I think there is more in the "quest" discussions than you are allowing for here, but I still generally agree with you. My reading and play of 4e is heavily influenced by World & Monsters, which was the first 4e book I read, in my view one of the best GM-side books that has ever been produced for D&D, and which deals much more with the "story" (and how mechanics feed into story) rather than the tactical side of constructing encounters.
we will disagree on the impact which the default color/fluff has on play. While it is an arena that Narrativist players will find room for rather simplistic theses, its presence removes the impetus for the GM player to engage in any deeper thematic play.
I certainly agree that 4e is narrativistically light. I think it's an impediment in the Forge discussion of narrativism that it defaults to a presentation of narrativism as heavy and thematically avant-garde. (Though Edwards correctly recognises that The Dying Earth supports narrativist play, though it is clearly much more light-hearted and superficial than, say, My Life With Master.)
Good heavens! Why would that be an impediment to Narrativist play? What about it prevents the DM/players from presenting dramatic theses and challenging them? Nothing that I can see. Narrativism lives in the color, not the X's and O's of the tactical game.
I was reading colour as "mere colour". If the colour feeds into the resolution - either by interfacing with the mechanics, and/or by shaping the narration of the consequences of success/failure - then I agree with you.

- [What you will do]
1. Answer these about the discussion of 4e narrativism:
(a) Which 4e book was the first one the writer of the opening paragraph read?
(b) Which game does Edwards correctly recognise as supporting narrativist play?
(c) According to the fourth paragraph, where does narrativism live?
2. Please extend the discussion of 4e narrativism with a few more paragraphs that carry on from its last sentence.
The data after this text can be left aside.

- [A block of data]

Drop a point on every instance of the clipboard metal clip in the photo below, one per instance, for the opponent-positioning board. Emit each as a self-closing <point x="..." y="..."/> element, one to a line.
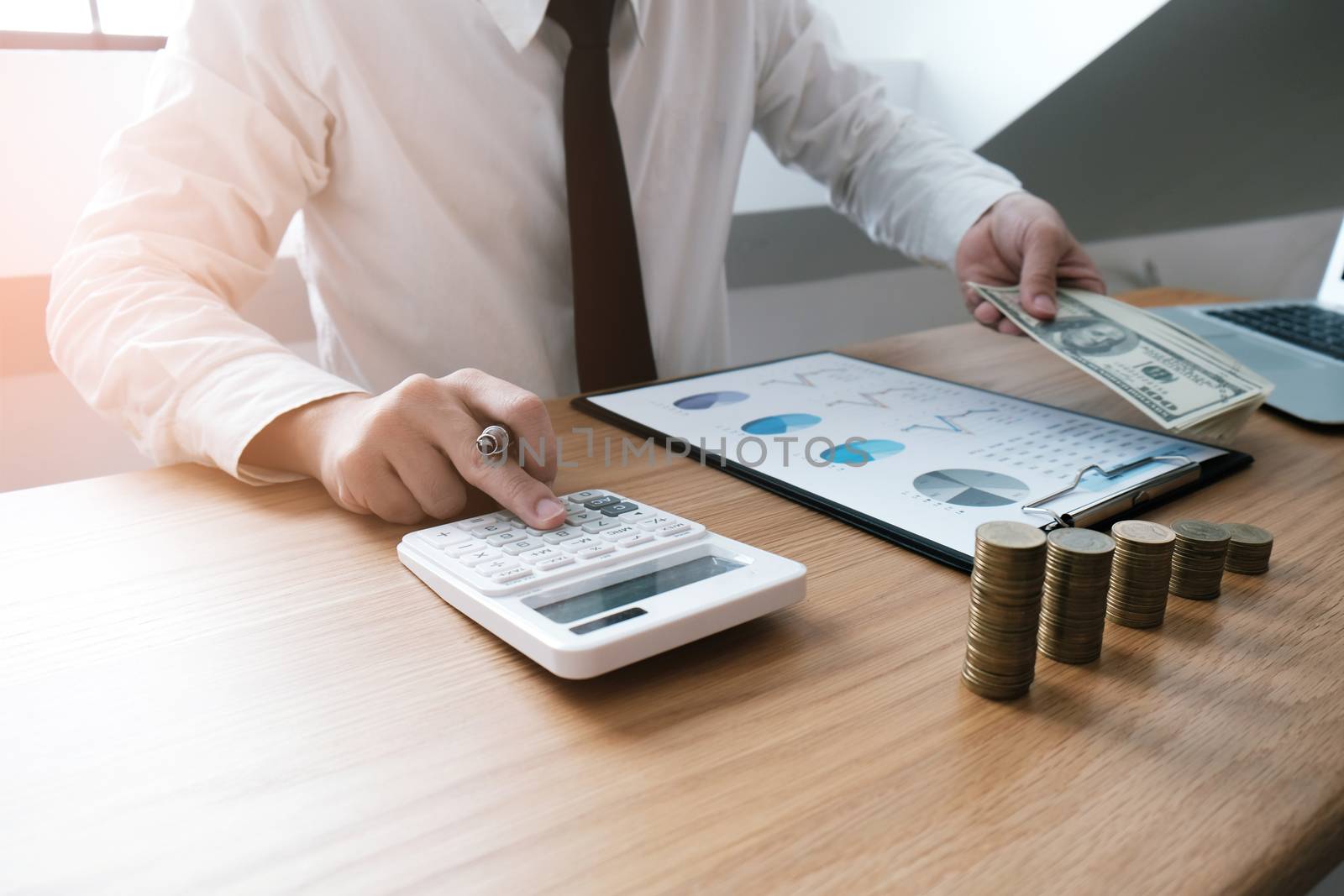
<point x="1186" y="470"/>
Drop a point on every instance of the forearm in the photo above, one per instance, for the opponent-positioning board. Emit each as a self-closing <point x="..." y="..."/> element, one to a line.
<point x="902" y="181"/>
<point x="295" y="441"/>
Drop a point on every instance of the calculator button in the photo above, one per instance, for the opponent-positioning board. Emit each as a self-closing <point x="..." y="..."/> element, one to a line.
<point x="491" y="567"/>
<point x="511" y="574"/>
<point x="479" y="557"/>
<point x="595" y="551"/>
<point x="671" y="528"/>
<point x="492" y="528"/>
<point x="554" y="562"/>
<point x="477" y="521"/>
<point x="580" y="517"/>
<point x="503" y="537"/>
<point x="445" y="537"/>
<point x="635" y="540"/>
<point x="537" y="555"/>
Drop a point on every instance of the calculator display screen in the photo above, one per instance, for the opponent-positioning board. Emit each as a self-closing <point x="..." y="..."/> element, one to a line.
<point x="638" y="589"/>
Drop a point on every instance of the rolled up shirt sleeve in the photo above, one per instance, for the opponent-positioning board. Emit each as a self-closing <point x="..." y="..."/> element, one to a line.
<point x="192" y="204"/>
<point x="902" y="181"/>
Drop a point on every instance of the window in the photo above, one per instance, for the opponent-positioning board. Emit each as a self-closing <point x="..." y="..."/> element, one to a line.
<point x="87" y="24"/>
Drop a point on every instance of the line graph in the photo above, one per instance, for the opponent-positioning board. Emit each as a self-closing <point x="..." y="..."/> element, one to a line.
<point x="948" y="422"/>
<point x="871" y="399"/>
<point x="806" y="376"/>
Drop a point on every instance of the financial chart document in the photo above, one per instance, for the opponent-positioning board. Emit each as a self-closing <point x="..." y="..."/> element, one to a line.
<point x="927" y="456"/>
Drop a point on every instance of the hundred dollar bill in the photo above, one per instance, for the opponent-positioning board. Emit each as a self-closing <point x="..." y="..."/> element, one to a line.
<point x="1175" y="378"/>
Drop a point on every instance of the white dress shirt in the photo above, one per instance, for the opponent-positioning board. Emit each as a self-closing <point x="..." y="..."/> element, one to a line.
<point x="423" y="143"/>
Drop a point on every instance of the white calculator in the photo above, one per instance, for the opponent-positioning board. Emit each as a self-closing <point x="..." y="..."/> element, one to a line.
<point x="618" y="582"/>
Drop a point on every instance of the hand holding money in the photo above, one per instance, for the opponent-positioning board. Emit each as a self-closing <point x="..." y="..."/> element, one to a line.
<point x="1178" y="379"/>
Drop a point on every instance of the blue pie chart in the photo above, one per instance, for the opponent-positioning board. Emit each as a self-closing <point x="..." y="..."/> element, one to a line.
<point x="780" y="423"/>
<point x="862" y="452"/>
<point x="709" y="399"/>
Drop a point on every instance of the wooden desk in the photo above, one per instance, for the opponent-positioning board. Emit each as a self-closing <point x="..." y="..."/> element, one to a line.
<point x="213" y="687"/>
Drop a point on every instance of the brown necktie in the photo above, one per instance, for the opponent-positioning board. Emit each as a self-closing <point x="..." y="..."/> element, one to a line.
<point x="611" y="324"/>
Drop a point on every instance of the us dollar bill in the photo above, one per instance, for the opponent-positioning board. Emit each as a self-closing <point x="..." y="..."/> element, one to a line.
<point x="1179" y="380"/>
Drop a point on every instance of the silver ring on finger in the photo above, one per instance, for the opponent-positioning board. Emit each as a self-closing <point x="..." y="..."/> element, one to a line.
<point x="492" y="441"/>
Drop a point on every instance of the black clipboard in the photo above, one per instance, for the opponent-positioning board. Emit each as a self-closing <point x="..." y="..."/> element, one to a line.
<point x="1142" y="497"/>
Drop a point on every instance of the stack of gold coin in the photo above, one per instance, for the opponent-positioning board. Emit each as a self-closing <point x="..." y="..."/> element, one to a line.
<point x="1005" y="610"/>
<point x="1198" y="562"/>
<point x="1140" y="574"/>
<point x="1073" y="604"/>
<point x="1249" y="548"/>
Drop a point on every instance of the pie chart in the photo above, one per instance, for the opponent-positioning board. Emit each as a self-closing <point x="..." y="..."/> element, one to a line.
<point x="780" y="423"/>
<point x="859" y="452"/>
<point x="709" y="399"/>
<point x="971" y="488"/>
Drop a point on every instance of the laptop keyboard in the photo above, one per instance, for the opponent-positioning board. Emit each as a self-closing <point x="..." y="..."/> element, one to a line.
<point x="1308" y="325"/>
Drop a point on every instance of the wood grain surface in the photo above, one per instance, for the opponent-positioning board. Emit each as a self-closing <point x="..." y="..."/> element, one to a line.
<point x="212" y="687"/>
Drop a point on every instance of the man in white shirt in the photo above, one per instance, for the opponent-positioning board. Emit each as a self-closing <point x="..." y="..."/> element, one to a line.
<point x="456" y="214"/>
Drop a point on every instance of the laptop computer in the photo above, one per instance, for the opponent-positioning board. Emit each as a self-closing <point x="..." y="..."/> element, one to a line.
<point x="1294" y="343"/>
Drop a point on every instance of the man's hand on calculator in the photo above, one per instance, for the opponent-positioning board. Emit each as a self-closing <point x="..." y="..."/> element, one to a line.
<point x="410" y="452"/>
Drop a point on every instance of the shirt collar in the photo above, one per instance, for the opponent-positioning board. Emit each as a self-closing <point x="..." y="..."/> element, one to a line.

- [Written responses]
1.
(a) World & Monsters
(b) The Dying Earth
(c) In the color, not the X's and O's of the tactical game

2.
Is there no risk of failure? Is 4e really D&D on "easy mode"? If not, if the level of challenge is not vanishingly small, then it can be approached in a gamist fashion
I don't disagree with that at all. But this is true - perhaps truer - for 3E. My disagreement is that 4e is specially suited for gamist play. I therefore think I'm agreeing with those who mock 4e for being D&D with "boffer swords" (is the the right terminology?) or feather dusters.
If there is a level of skill required to play Fate, my experiences would indicate that its very small indeed.
I think that would be similar to HeroQuest revised, and also Marvel Heroic RP.
Try to imagine being pretty casual and "just showing up" for a 4E game
The 3e/4e split may be based on rules-as-simulator versus rules-as-balanced-action-resolution. But by the same token, the 2e/3e split was based rules-as-DM-guidelines versus rules-as-simulator. What is at play here is not playstyle agendas (i.e., gamist v. narrativist v. simulationist), but rather the role of rules as a mediator.
Iosue, an interesting idea.
I don't think it can be disputed that 4e is "rules heavy" and, to that extent therefore, not for the faint-hearted or casual!
But nothing I've read or heard about 3E/PF makes me think it's different in that respect.
D&Dnext, as per recent playtests, I don't have a firm opinion on.
Weren't non-weapon proficiencies part of 2E from the beginning? I thought they were introduced in 1E in Unearthed Arcana (or was it Greyhawk Adventures?) and then incorporated into the core of 2E.
In 1st ed AD&D they are in Oriental Adventures (but not linked to stats) then in the two Survival Guides (in the same stat-check form as in 2nd ed). But there were not Diplomacy or Bluff or Intimidate skills to be used in the 3E or 4e sense. (See [MENTION=85555]Bedrockgames[/MENTION] above for a discussion of the Etiquette proficiency which gels with my experience.)
I agree that its not innate, but again, I think it is easier to attain deeper immersion--what we could call "player-character fusion" in which the player inhabits, so to speak, their character in theater of mind--outside than within combat in 4E, which is why I say that it is basically the same as in other editions, or at least closer to them, outside of combat.
Relating this back to the balance theme - in my personal experience one significant obstacle to deep immersion that is active rather than passive is when a player who is unfamiliar with the mechanics and expected resolution dynamics of a system declares an action based on an estimation of the colour of his/her PC, and then discovers that it doesn't work.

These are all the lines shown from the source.